GEGEVEN TEKST ->
┌──
ECLI:NL:RBOBR:2023:807

Rechtbank Oost-Brabant

Datum uitspraak
24 februari 2023
Publicatiedatum
28 februari 2023
Zaaknummer
21/1731
Instantie
Rechtbank Oost-Brabant
Type
Uitspraak
Procedures
  • Eerste aanleg - enkelvoudig
Vindplaatsen
  • Rechtspraak.nl
AI samenvatting door LexboostAutomatisch gegenereerd

Beëindiging loonaanvullingsuitkering WGA wegens arbeidsongeschiktheid van eiseres

In deze zaak heeft de Rechtbank Oost-Brabant op 24 februari 2023 uitspraak gedaan in het geschil tussen eiseres, vertegenwoordigd door haar gemachtigde mr. M. Kocuroǧlu, en de Raad van bestuur van het Uitvoeringsinstituut Werknemersverzekeringen (UWV), vertegenwoordigd door mr. A.P.J. Mijs. Eiseres had een loonaanvullingsuitkering op grond van de Wet werk en inkomen naar arbeidsvermogen (Wet WIA), die door het UWV per 20 januari 2021 werd beëindigd omdat zij minder dan 35% arbeidsongeschikt zou zijn. Eiseres was het niet eens met deze beslissing en heeft beroep ingesteld. De rechtbank heeft de zaak op 26 januari 2023 behandeld via een beeldverbinding.
└──
(Items uit een dataset)
┌──
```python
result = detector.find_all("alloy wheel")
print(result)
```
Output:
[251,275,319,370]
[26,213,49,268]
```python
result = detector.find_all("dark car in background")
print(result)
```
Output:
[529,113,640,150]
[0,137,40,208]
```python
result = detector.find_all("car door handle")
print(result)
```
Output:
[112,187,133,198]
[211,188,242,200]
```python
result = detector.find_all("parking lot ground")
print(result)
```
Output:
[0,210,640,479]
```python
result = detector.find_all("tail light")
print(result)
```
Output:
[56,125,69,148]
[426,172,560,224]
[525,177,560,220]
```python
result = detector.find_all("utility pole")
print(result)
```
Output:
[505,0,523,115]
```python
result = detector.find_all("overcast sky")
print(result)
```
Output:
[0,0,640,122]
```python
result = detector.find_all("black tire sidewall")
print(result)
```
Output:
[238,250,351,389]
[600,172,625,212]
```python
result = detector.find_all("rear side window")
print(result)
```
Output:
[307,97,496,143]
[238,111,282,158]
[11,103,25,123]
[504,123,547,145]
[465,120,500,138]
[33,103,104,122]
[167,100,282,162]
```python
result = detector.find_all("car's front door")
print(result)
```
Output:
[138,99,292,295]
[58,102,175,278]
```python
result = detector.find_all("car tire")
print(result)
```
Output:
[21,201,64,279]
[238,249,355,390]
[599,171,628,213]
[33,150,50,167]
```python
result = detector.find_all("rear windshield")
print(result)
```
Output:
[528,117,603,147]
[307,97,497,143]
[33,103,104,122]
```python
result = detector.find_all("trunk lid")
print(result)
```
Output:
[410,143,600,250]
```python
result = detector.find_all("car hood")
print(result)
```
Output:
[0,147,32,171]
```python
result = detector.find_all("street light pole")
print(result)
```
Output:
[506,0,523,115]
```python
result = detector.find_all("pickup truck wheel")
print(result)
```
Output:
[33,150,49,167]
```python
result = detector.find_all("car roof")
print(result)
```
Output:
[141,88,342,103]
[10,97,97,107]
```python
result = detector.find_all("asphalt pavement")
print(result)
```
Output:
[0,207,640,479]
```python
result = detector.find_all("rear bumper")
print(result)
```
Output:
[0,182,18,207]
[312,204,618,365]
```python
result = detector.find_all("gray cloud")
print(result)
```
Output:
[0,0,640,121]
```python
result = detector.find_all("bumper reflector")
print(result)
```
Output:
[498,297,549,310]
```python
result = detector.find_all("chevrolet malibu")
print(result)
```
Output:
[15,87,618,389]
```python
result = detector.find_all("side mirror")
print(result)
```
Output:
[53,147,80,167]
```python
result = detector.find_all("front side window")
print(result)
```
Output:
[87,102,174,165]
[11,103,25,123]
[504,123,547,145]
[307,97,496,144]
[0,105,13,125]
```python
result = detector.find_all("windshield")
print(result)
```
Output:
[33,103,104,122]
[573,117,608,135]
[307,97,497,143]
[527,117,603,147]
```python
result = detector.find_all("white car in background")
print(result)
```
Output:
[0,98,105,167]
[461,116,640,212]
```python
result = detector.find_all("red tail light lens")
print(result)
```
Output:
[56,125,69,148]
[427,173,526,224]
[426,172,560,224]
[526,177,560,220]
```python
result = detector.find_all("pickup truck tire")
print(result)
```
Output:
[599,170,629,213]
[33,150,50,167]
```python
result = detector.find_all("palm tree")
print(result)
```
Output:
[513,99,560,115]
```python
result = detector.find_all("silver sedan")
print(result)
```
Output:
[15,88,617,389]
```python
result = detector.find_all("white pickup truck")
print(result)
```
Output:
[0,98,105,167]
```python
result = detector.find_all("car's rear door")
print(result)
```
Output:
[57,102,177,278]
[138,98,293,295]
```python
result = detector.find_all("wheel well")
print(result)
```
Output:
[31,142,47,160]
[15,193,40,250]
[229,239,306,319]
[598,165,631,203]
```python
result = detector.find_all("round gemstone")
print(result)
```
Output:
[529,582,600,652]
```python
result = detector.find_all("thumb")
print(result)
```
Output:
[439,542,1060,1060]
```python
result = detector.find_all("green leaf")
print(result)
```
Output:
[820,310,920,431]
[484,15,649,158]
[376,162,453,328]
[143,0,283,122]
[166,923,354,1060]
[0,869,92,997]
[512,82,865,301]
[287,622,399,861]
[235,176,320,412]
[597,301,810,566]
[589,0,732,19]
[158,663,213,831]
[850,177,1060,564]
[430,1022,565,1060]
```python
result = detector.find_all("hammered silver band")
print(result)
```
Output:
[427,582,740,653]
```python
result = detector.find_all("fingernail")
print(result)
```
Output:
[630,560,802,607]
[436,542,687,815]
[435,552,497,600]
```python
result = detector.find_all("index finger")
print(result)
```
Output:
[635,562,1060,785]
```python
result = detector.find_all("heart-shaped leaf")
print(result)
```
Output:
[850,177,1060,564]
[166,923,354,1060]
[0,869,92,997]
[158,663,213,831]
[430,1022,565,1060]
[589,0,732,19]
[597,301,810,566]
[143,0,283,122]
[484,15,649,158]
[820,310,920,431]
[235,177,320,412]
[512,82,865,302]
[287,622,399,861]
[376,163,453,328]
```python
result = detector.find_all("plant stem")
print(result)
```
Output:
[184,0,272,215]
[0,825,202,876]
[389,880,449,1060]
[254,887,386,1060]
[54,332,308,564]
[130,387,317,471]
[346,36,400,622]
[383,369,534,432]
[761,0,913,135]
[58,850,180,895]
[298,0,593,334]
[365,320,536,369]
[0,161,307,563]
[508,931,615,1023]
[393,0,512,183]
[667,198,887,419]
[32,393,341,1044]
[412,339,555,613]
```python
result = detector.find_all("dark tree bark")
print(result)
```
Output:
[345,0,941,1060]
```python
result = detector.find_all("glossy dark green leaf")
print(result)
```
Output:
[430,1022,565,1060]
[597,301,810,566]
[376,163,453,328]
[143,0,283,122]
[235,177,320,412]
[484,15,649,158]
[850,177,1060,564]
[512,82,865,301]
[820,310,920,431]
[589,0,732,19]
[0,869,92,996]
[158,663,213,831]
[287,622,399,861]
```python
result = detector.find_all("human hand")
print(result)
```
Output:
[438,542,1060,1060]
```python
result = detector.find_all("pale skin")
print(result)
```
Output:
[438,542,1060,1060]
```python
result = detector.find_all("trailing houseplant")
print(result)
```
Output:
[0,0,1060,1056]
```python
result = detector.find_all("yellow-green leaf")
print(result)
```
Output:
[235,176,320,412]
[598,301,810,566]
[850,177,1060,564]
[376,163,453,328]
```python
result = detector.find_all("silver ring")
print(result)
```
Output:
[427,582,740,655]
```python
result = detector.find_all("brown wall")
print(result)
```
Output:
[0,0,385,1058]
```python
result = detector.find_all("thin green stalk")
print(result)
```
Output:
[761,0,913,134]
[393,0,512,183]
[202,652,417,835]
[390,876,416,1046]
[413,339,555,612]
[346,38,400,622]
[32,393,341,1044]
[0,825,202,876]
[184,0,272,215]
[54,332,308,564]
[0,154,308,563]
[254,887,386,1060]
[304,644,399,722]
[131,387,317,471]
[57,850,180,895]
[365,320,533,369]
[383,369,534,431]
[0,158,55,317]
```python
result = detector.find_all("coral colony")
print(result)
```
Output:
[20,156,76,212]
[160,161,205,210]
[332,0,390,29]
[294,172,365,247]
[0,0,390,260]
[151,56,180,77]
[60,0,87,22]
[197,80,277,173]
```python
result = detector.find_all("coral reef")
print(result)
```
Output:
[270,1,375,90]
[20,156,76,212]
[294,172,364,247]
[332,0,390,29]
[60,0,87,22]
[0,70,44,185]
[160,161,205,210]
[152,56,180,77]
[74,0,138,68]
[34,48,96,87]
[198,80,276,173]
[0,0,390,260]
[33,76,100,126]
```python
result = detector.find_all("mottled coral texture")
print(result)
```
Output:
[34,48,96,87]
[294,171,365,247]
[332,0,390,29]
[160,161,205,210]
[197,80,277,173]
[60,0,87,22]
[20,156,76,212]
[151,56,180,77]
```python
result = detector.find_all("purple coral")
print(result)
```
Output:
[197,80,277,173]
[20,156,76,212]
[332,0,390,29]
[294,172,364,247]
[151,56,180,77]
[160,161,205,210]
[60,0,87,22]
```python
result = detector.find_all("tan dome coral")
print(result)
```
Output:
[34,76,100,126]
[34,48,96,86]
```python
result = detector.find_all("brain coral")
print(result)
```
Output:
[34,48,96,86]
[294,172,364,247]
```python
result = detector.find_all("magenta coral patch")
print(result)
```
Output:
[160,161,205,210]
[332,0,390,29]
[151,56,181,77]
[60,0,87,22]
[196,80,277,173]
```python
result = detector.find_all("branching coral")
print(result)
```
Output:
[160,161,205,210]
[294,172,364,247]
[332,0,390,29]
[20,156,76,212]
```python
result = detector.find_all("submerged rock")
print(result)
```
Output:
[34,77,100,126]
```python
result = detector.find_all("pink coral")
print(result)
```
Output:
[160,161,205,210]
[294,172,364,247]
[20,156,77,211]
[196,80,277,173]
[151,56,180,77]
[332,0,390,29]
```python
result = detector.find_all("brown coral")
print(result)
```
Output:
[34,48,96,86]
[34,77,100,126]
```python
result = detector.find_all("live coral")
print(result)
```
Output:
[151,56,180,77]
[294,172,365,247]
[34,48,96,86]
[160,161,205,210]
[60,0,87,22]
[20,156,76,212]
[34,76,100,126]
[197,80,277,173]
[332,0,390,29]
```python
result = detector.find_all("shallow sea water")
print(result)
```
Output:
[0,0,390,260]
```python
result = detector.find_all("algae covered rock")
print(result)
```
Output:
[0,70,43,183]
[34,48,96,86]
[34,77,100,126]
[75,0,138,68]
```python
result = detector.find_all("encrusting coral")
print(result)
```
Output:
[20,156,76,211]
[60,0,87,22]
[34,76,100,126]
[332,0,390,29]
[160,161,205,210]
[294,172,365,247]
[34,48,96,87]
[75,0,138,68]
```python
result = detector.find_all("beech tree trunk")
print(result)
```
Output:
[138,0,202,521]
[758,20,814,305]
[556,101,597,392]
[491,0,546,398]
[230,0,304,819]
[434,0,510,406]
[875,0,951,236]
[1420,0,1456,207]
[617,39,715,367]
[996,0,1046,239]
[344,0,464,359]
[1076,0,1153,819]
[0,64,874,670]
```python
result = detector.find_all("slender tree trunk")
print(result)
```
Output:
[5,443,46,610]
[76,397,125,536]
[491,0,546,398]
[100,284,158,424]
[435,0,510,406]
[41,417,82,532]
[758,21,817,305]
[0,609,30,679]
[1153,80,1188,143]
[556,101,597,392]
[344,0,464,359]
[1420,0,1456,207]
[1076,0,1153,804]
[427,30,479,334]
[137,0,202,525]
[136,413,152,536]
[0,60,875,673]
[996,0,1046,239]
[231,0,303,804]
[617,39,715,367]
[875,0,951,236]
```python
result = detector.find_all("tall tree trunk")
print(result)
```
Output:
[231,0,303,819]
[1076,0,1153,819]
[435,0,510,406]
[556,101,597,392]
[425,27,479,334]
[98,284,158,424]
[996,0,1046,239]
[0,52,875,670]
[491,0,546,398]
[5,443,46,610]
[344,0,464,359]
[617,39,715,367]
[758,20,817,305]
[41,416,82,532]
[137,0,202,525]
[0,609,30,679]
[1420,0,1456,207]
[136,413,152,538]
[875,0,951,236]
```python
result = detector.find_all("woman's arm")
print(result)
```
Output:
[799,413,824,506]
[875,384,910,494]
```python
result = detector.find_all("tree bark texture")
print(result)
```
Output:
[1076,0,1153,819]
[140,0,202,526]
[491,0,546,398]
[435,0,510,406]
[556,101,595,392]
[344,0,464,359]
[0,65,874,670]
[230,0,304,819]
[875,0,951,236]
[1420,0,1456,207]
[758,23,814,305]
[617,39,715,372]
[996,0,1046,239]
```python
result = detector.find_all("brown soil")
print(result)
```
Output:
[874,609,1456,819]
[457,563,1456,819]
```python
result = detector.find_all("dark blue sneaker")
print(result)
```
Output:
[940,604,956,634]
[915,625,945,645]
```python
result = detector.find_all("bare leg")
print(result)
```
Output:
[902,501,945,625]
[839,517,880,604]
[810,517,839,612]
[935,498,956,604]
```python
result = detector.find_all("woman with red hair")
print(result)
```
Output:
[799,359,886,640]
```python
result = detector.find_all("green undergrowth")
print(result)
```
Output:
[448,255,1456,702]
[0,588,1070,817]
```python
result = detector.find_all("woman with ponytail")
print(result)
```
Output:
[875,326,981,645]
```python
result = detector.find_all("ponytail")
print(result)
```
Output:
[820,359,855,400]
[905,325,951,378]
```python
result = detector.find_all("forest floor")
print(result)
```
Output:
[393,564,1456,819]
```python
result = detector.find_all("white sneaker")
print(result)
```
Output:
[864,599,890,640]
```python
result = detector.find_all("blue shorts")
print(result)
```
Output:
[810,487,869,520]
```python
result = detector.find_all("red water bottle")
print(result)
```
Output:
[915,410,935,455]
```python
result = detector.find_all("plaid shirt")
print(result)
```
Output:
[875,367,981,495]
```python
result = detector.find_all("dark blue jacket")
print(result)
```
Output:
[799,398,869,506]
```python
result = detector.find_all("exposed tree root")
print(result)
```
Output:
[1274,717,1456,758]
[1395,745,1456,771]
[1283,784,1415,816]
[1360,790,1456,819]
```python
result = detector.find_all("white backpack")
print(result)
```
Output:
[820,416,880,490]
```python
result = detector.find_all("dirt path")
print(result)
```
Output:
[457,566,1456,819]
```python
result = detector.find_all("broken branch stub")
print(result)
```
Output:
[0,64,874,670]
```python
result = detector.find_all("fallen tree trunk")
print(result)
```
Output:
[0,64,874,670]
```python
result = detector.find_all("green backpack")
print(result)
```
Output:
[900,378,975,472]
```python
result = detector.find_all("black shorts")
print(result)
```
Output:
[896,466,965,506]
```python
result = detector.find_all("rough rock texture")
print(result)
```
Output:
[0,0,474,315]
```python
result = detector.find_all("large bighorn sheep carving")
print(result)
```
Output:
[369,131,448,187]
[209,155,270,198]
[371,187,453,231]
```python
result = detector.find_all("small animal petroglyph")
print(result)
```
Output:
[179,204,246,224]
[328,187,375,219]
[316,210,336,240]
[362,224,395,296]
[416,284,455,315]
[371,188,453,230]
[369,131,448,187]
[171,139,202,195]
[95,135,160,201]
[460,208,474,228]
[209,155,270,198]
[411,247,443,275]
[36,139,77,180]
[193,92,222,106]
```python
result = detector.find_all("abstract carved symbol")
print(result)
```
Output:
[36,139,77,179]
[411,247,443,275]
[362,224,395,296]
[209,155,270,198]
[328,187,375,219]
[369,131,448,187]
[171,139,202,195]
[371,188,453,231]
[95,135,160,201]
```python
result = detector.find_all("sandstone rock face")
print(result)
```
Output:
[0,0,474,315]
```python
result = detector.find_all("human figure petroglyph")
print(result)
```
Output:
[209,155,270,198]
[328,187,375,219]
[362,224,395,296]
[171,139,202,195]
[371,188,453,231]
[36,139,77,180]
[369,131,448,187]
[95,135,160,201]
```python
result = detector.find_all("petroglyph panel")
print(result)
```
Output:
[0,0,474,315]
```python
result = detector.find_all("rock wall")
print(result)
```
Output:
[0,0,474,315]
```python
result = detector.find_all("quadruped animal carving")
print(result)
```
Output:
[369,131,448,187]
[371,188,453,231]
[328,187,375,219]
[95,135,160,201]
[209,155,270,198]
└──
OPDRACHT ->
Vul de tekst over de rechtszaak van eiseres tegen het UWV aan met het stuk dat na de laatste zin komt.

UITKOMST ->
De rechtbank heeft vastgesteld dat het UWV de arbeidsongeschiktheid van eiseres op 0,00% heeft beoordeeld op basis van medische rapporten van verzekeringsartsen. Eiseres voerde aan dat haar psychische en fysieke klachten onvoldoende waren onderkend en dat de beslissing onzorgvuldig tot stand was gekomen. De rechtbank oordeelde dat het UWV terecht had besloten dat eiseres per 20 januari 2021 voor 0,00% arbeidsongeschikt was, en dat de rapporten van de verzekeringsartsen zorgvuldig waren opgesteld en aan de vereisten voldeden.

De rechtbank concludeerde dat eiseres geen recht meer had op de WIA-uitkering en verklaarde het beroep ongegrond. Eiseres kreeg geen gelijk, en de proceskosten werden niet vergoed. De uitspraak werd openbaar gemaakt op rechtspraak.nl.

Uitspraak

RECHTBANK OOST-BRABANT

Inloopteam bestuursrecht
zaaknummer: SHE 21/1731

uitspraak van de enkelvoudige kamer in de zaak tussen

[eiseres], uit [woonplaats] , eiseres
(gemachtigde: mr. M. Kocuroǧlu),
en
de Raad van bestuur van het Uitvoeringsinstituut Werknemersverzekeringen, het UWV
(gemachtigde: mr. A.P.J. Mijs).

Procesverloop

Met het besluit van 19 november 2020 (het primaire besluit) heeft het UWV de loonaanvullingsuitkering in verband met Werkhervatting Gedeeltelijk Arbeidsgeschikten (WGA) van eiseres op grond van de Wet werk en inkomen naar arbeidsvermogen (Wet WIA) met ingang van 20 januari 2021 beëindigd, omdat eiseres per die datum voor minder dan 35%, namelijk 0,00%, arbeidsongeschikt is.
Met het besluit van 28 juni 2021 (het bestreden besluit) heeft het UWV het bezwaar van eiseres ongegrond verklaard.
Eiseres heeft tegen het bestreden besluit beroep ingesteld.
Het UWV heeft een verweerschrift ingediend.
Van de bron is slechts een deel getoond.